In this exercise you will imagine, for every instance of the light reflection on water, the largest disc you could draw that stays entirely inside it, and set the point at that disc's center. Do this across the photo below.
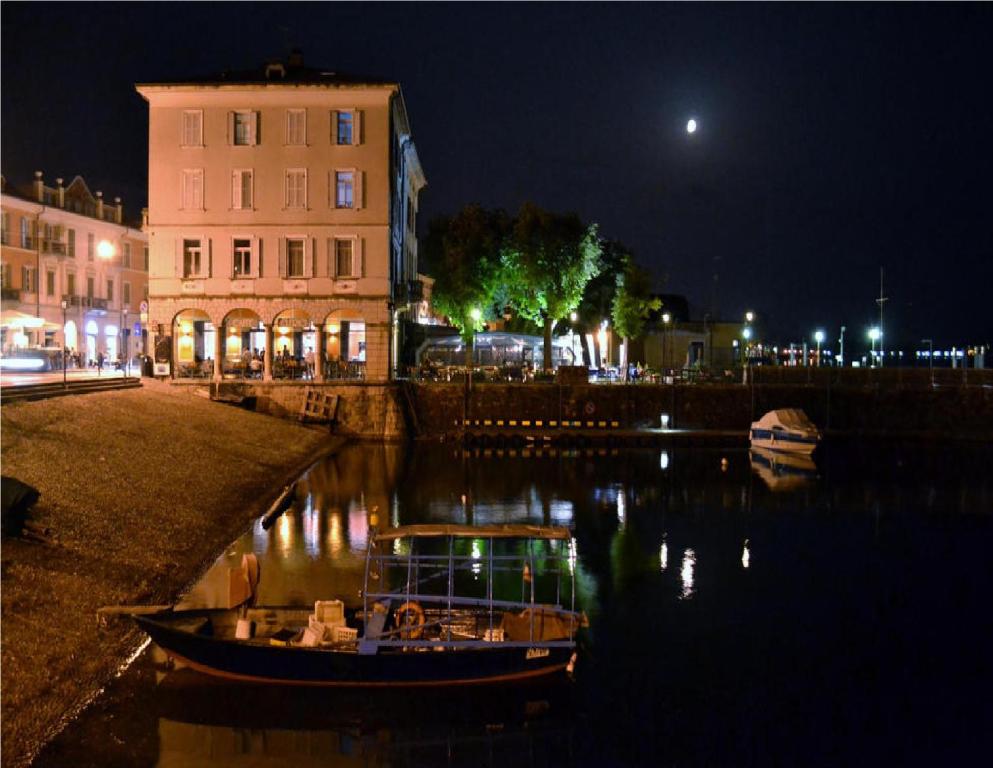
(694, 644)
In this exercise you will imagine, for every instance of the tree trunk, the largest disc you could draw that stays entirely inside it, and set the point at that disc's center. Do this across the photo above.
(549, 322)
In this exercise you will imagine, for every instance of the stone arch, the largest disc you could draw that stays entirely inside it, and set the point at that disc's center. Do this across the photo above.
(243, 342)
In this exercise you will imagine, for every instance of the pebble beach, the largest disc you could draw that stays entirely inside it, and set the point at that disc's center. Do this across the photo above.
(141, 489)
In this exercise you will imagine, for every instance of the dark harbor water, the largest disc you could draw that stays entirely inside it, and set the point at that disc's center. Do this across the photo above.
(742, 612)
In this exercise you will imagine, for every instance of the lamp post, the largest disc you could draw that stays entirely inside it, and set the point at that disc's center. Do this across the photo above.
(125, 352)
(930, 358)
(666, 318)
(819, 337)
(874, 335)
(65, 351)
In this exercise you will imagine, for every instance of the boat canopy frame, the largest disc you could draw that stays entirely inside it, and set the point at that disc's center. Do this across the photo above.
(448, 563)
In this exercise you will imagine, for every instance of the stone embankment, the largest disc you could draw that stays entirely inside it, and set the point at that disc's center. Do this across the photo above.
(142, 489)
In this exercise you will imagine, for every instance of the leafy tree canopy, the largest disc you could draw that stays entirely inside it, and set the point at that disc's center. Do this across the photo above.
(464, 251)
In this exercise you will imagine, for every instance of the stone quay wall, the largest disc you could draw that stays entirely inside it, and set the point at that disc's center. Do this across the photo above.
(964, 412)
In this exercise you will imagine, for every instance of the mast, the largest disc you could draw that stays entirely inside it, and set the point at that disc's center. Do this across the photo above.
(880, 301)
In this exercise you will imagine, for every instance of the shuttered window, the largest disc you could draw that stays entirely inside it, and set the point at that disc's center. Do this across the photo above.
(192, 128)
(296, 126)
(296, 188)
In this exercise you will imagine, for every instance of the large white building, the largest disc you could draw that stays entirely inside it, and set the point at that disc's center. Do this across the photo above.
(282, 208)
(64, 245)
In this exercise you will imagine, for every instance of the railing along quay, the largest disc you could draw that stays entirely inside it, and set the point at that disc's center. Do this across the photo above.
(17, 393)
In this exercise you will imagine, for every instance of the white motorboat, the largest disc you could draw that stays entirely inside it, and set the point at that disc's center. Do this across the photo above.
(786, 429)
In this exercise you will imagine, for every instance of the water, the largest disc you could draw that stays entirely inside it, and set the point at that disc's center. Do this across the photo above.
(741, 613)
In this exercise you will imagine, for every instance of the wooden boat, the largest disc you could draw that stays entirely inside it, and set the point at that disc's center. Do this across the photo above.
(786, 429)
(442, 624)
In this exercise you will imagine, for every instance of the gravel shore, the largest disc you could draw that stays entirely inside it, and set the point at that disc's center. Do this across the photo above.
(142, 489)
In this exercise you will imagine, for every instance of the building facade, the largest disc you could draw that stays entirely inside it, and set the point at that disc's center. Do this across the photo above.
(74, 274)
(282, 211)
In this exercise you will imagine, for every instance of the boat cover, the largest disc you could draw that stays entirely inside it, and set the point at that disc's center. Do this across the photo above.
(791, 418)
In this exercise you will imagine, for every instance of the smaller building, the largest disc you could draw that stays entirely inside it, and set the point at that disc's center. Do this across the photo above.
(73, 271)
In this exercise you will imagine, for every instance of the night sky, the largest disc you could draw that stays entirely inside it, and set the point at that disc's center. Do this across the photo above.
(833, 139)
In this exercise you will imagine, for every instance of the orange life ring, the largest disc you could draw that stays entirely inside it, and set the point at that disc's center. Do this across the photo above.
(409, 619)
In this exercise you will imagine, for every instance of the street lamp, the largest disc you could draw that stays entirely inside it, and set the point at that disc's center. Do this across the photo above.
(65, 351)
(818, 337)
(930, 358)
(666, 317)
(874, 336)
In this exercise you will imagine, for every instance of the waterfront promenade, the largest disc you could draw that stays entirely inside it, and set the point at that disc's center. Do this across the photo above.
(141, 489)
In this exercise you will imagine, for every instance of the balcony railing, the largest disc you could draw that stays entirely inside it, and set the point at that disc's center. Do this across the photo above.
(86, 301)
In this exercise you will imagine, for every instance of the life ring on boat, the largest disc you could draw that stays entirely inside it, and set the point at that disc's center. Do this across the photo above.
(409, 619)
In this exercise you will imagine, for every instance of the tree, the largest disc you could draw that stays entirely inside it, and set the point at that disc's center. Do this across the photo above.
(547, 264)
(464, 252)
(598, 298)
(632, 304)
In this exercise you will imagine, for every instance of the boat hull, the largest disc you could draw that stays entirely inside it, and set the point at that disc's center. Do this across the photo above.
(281, 665)
(783, 442)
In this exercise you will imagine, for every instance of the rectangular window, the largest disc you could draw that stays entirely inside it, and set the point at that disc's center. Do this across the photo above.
(345, 126)
(343, 258)
(192, 128)
(294, 256)
(241, 189)
(242, 257)
(192, 258)
(193, 189)
(296, 126)
(296, 188)
(344, 186)
(244, 128)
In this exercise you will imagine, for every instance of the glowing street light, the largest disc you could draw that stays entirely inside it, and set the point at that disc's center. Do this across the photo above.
(874, 335)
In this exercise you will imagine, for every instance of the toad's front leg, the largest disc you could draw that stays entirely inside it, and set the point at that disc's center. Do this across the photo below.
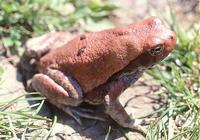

▶ [Direction]
Identify every line of the listing that contains the word "wooden", and copy each such line.

▶ [Final result]
In this exercise you will imagine, for every instance of the wooden boat, the largest disc you could draw that stays entirely inside it, and set the point at that disc's center. Do this across the photo above.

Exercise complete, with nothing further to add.